## Your objective:
Output the records below verbatim, minus the pictures.

★ ★ ★ ★

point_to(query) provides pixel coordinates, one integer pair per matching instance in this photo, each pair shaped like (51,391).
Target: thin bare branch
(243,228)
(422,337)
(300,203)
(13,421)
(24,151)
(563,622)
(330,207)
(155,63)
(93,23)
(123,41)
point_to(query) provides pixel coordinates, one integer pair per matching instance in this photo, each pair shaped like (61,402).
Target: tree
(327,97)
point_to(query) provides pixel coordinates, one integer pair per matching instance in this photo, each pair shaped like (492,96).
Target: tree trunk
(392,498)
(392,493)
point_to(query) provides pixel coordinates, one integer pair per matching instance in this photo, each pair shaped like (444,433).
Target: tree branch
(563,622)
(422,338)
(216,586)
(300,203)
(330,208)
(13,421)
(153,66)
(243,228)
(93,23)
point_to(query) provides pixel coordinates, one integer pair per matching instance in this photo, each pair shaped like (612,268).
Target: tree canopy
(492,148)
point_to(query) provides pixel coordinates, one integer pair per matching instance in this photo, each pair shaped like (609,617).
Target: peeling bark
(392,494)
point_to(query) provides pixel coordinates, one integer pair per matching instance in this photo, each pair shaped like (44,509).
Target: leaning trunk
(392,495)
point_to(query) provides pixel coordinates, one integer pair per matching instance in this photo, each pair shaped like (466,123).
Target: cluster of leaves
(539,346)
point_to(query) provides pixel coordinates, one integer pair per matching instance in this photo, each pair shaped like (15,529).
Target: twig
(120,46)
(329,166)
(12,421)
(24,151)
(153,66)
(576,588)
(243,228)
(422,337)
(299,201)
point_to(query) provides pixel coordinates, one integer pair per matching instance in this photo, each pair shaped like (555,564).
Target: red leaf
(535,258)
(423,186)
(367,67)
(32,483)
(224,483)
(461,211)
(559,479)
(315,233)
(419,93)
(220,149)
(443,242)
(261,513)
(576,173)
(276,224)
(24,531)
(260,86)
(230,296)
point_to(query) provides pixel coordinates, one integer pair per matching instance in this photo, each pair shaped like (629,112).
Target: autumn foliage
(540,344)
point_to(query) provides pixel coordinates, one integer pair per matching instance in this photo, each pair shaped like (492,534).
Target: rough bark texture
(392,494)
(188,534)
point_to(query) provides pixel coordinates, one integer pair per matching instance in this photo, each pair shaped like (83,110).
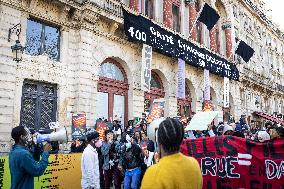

★ ★ ★ ★

## Response to the exercise:
point_to(query) provides pixel coordinates, one integer pair per matching instance in this photo, each pair shaped like (51,391).
Target: thin bare branch
(243,228)
(422,337)
(300,203)
(13,421)
(24,151)
(563,622)
(330,207)
(155,63)
(93,23)
(123,41)
point_to(query) provides pixel coordinates, one integer pair per matching instance in this photo, each pair shaped like (61,402).
Target: tree
(327,97)
point_to(query) provides pixel coordinates, one integer pair per matching instance in this photo, each pair shaped like (492,96).
Target: tree trunk
(392,498)
(392,493)
point_to(query) provides pixel coordinates, one integer pair per matching instance in this photo, each pair shaped like (444,433).
Target: tree branch
(563,622)
(422,338)
(216,586)
(300,203)
(330,208)
(13,421)
(153,66)
(243,228)
(93,23)
point_to(query) provides pixel coordinates, one integer pair per matching instance in this photo, each pair shaped like (612,268).
Target: tree canopy
(492,148)
point_to(query) provides pixel coordinates, one integer pair per matching instance in this photo, each pair shaped like (609,617).
Target: peeling bark
(392,494)
point_to(query) provides pixel coordinates, one integer pair per matching instance in this photo, each pair shaped like (44,509).
Target: leaning trunk
(392,495)
point_to(query) provides pixel coordinates, one integer pair per matching instance in this photo, each pair shaped like (466,123).
Target: cluster of leaves
(539,346)
point_to(query) provides pixel coordinates, one integer pair per matching instance in this photo, each pair shaped like (15,529).
Target: twig
(120,46)
(329,166)
(12,421)
(24,151)
(153,66)
(576,588)
(243,228)
(422,337)
(299,201)
point_to(query) provides pixel coordinates, one integer pair per matching instance in this photo, each pair shaped like (555,564).
Target: red leaf
(535,258)
(423,186)
(367,67)
(32,483)
(224,483)
(461,211)
(559,479)
(315,233)
(419,93)
(220,149)
(443,242)
(261,513)
(576,173)
(276,224)
(24,531)
(260,86)
(230,296)
point_to(query) provides pixel coordinates, one integer pair per matching instance in this photo, each pair shaped like (629,112).
Target: autumn foliage
(540,344)
point_to(query) provides pixel coordinates, one integer pair per matching instance in this photo, each pair shaped like (492,534).
Target: rough bark texture
(392,494)
(188,534)
point_to(query) provides pixel coordinates, one integer pair per matching instance in this photo, each pair shaped like (83,110).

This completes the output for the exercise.